## EXCERPTED RECORDS
==*==

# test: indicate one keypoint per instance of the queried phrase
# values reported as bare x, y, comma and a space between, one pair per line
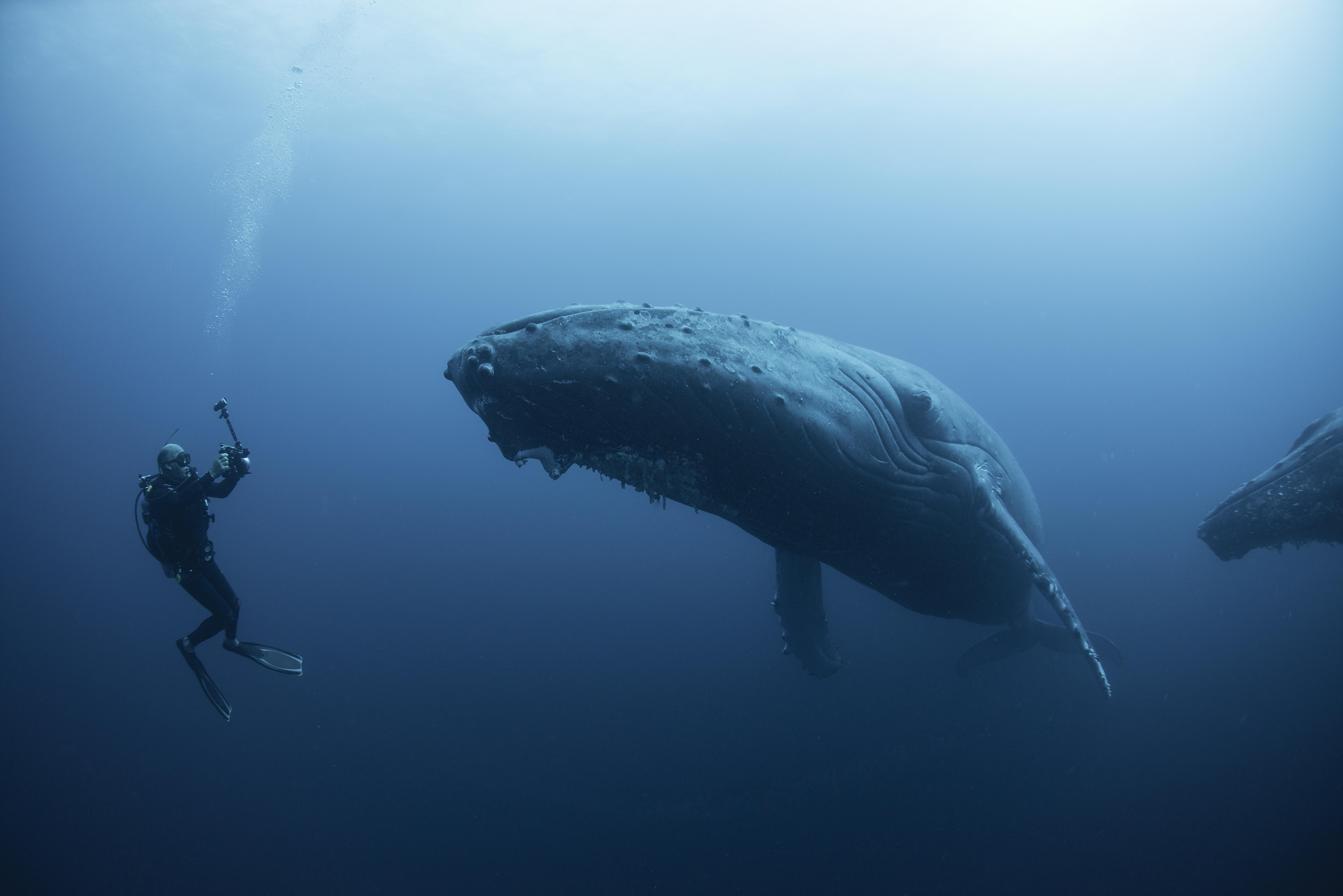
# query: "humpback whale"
1298, 500
827, 452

==*==

## WORK TO DO
Convert the entries above into a Markdown table with the columns "Row" and "Line." Number each non-blank line, and leave out the picture.

## ANSWER TO THIS PROBLEM
| Row | Line |
|---|---|
| 1 | # test: indicate one keypoint per instance of the queried phrase |
| 2 | # values reported as bare x, y, comma and a space between, one pair per line |
| 3 | # query: "humpback whale" |
| 4 | 1298, 500 |
| 5 | 827, 452 |